Some records
_ _ _ _ _ _ _

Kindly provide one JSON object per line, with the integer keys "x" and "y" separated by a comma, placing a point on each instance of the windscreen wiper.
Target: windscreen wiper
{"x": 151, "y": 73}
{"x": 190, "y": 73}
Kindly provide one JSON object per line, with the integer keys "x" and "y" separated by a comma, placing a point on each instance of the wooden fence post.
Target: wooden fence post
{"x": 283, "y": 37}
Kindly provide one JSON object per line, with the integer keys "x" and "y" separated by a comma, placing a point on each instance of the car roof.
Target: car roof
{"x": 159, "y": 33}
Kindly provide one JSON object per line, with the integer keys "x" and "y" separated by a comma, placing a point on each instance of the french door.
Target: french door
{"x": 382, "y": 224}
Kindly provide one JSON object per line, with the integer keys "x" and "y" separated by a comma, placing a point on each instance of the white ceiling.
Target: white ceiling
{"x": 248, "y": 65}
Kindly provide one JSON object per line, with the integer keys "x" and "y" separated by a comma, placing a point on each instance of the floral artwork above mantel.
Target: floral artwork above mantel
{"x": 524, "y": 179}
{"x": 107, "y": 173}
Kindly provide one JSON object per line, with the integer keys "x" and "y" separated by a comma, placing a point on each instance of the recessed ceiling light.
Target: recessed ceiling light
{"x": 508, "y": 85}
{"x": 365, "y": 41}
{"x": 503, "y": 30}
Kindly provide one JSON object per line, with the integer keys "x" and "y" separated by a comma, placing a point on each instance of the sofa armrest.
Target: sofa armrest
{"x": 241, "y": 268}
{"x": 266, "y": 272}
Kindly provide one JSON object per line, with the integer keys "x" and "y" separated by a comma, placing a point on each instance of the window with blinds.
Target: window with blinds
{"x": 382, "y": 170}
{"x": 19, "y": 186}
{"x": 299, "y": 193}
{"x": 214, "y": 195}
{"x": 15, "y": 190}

_ _ _ _ _ _ _

Short task: Show the data once more, exactly as it was written.

Task result:
Kindly provide one JSON object per line, with the integer keys "x" and "y" separated by a comma, placing a point on each instance of the windscreen wiper.
Target: windscreen wiper
{"x": 151, "y": 73}
{"x": 190, "y": 73}
Kindly provide one JSON object per line, with the integer keys "x" and "y" separated by a comma, placing a point on each instance of the wooden fence post.
Target: wooden fence post
{"x": 283, "y": 37}
Kindly provide one JSON object per line, with the integer keys "x" and "y" separated by a comma, placing a point on each instance of the car roof.
Target: car roof
{"x": 159, "y": 33}
Kindly provide one JSON object per line, with the integer keys "x" and "y" separated by a comma, placing a point on each instance of the french door.
Target: french door
{"x": 382, "y": 224}
Kindly provide one JSON object per line, with the integer keys "x" and "y" separated by a comma, placing a point on each instance of the white ceiling.
Target: white ceiling
{"x": 248, "y": 65}
Kindly provide one JSON object per line, with the integer keys "x" and "y" separated by a comma, placing a point on each instance of the floral artwork above mantel.
Target: floral artwork above mantel
{"x": 524, "y": 179}
{"x": 107, "y": 173}
Kindly provide one JSON object per line, with the integer keys "x" and "y" separated by a comma, placing a point on each instance of the recessed ceiling light.
Target: recessed ceiling light
{"x": 508, "y": 85}
{"x": 365, "y": 41}
{"x": 503, "y": 30}
Kindly provide one JSON object per line, with the integer keys "x" and "y" separated by a comma, placing a point on each instance of the sofa armrest.
Target: sofa armrest
{"x": 241, "y": 268}
{"x": 266, "y": 272}
Kindly provide one JSON object per line, with the integer keys "x" and "y" separated by a comma, placing a point on each instance of the window with blinds.
Target: window with blinds
{"x": 382, "y": 170}
{"x": 19, "y": 186}
{"x": 299, "y": 193}
{"x": 214, "y": 195}
{"x": 15, "y": 190}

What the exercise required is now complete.